[ACTIVITY] Decide whether each statement below agrees with the Daniel Johnston tribute. Answer yes or no, and quote the deciding words of the text. (a) The concert was phoned in from a psychiatric hospital in West Virginia. (b) The recording runs longer than an hour. (c) The writer first picked up on Johnston in the mid-Nineties.

[PROVIDED PASSAGE]
The licence his completely legendary homemade tapes -- they just announced he did 1500 as-yet-unreleased ones! -- provided for the lo-fi recording revolution that was to come is inestimable. And today, that revolution defines a whole sonic territory within music and recording, thereby owing him as large a debt -- as one of its primary pioneers -- as can possibly be quantified.
He passed away on Wednesday in the wee hours, and it's hard not to feel really broken that someone so multifaceted, truthful and necessary -- and who suffered and persevered against such terrible odds to plant his flag in the world -- is gone from us now, and too young. 
That feeling of natural grief will last for a while, but nothing will ever diminish the artistic status and the cultural shelf life of Daniel Johnston, an indescribably unique artist and visionary whom I was lucky enough to pick up on way back in the mid-Eighties, just as he was starting his ascent to the musical Forever Firmament in which he'll now reside for eternity. 
I have adored him since, and cannot imagine a time when I won't, ever.
Daniel Johnston
WFMU-FM Studios
East Orange, New Jersey USA
2.4.1990

01 WFMU-FM opening announcement
02 WFMU
03 Keep Punching Joe
04 A Lonely Song
05 Daniel takes calls 1
06 Spinning Globe
07 talk and introduction of Yo La Tengo
08 Speeding Motorcycle
09 Casper the Friendly Ghost
10 Whispering Hope
11 talk and goodbye to Yo La Tengo
12 My New Album
13 Devil Town
14 True Love Will Find You In the End
15 Daniel Johnston must be destroyed!
16 interlude 1
17 interview with Jiffy Tartar-sauce
18 interlude 2
19 Daniel takes calls 2
20 Like a Monkey In a Zoo
21 Daniel takes calls 3
22 Fool On the Hill
23 Daniel takes calls 4
24 My Darling Clementine
25 losing Daniel/dead air
26 Tonight In Your Dreams
27 Aquarius/Let the Sunshine In
28 WFMU-FM closing credits announcement

Total time: 52:04

Daniel Johnston - keyboards & vocals
Dale Dudgeon - guitar, percussion & vocals
"Maria" - flute & percussion
unidentified caller - guitar & percussion
Tracks 09-11 feature Yo La Tengo:
Ira Kaplan - guitar
Georgia Hubley - keyboards & percussion
David Schramm - guitar

master off-air capture, from WFMU-FM, of a phoned-in live radio concert 
from the West Virginia psychiatric hospital in which Daniel was then being held;
volume boosted throughout and a couple of dead air spots removed by EN, September 2019
289 MB FLAC here
Yes, you read that right: what is IMO the definite Daniel Johnston unreleased artifact was indeed called in to a radio station in New Jersey whilst the man was locked up in a West Virginia mental facility, after the infamous incident in which he attempted to crash the plane in which his pilot father and he were travelling in early 1990.
I'll avoid detailed description, and just say that this hour transmits, in the appropriate lo-fi standard of things, exactly what he was about, and is IMO as representative of this man as anything he ever did. If there's ever a deluxe edition of his beyond-the-beyond 1990 record, this tape oughta be in it.

[PROVIDED RECORDS]

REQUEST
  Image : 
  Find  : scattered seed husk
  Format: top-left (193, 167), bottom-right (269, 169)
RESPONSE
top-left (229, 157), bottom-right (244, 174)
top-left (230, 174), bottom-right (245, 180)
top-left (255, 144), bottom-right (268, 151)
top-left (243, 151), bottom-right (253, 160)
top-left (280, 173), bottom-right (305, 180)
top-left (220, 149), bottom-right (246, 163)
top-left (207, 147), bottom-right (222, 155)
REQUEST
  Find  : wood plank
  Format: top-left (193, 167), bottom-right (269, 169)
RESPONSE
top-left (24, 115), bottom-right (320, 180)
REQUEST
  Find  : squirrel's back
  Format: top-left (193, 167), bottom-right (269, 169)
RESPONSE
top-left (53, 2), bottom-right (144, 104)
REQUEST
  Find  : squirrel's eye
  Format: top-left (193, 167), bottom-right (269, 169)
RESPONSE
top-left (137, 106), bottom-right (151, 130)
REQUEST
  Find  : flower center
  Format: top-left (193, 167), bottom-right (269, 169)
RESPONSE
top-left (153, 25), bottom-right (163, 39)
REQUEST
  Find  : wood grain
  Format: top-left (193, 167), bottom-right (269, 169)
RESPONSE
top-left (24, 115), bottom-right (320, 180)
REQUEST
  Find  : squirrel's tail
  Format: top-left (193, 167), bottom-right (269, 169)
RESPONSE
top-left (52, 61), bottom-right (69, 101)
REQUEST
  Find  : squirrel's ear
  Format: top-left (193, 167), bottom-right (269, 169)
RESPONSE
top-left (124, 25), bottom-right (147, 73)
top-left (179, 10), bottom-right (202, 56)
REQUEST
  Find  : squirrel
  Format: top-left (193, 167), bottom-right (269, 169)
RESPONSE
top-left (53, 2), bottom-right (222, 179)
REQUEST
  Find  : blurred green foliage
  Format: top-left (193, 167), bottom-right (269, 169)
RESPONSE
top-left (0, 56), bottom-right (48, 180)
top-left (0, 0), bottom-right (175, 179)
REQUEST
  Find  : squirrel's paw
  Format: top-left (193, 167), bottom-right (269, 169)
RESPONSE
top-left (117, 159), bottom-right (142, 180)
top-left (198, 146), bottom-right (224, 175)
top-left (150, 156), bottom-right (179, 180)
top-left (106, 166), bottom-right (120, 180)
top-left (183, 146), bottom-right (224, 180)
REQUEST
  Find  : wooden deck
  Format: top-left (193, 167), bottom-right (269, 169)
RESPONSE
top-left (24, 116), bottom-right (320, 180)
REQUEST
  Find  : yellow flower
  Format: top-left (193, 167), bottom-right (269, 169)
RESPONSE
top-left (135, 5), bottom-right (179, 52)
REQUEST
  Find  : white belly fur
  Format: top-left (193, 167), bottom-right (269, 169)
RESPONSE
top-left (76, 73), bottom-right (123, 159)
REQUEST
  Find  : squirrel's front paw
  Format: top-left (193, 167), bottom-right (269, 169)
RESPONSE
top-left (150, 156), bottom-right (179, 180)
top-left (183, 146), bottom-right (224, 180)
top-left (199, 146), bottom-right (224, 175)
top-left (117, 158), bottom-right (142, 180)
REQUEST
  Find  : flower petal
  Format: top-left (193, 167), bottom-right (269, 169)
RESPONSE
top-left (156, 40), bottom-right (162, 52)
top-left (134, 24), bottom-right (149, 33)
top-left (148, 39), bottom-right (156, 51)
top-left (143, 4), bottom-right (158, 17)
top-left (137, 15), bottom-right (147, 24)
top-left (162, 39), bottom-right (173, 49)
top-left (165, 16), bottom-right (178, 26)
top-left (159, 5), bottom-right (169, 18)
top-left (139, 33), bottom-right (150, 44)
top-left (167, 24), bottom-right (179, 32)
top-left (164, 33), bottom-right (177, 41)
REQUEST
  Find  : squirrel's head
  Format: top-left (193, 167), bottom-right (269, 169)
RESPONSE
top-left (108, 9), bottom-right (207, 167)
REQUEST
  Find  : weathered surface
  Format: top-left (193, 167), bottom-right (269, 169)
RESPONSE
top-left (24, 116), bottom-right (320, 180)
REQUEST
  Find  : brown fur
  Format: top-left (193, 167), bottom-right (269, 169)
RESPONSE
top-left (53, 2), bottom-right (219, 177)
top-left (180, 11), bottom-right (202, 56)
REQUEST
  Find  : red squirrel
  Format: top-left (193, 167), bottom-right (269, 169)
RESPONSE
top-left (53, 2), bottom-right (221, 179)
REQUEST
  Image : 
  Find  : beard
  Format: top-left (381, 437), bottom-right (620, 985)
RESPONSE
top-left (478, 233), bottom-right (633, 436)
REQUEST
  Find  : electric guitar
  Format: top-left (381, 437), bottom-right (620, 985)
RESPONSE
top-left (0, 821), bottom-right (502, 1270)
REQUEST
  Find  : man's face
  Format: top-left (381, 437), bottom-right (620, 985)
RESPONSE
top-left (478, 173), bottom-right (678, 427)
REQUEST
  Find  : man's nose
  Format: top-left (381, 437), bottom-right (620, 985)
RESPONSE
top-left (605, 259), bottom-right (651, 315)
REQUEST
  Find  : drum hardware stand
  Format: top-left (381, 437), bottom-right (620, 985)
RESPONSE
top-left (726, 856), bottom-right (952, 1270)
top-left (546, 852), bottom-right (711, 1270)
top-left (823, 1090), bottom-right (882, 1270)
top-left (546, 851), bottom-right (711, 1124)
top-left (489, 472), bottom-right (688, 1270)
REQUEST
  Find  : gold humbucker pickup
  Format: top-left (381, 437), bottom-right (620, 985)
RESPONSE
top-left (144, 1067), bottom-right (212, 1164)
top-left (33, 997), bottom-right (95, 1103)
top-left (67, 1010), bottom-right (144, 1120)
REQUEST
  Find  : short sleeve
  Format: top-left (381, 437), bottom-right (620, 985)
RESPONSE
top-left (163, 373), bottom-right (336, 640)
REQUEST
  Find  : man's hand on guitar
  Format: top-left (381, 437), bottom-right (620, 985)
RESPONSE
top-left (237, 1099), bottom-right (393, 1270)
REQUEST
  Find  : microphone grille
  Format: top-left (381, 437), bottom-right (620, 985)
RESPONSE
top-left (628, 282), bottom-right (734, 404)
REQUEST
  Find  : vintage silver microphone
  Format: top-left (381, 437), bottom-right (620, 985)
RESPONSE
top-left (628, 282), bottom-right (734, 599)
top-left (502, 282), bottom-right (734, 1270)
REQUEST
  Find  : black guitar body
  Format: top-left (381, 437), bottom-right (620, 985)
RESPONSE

[WRITTEN RESPONSE]
(a) Yes: "from the West Virginia psychiatric hospital in which Daniel was then being held"
(b) No: "Total time: 52:04"
(c) No: "way back in the mid-Eighties"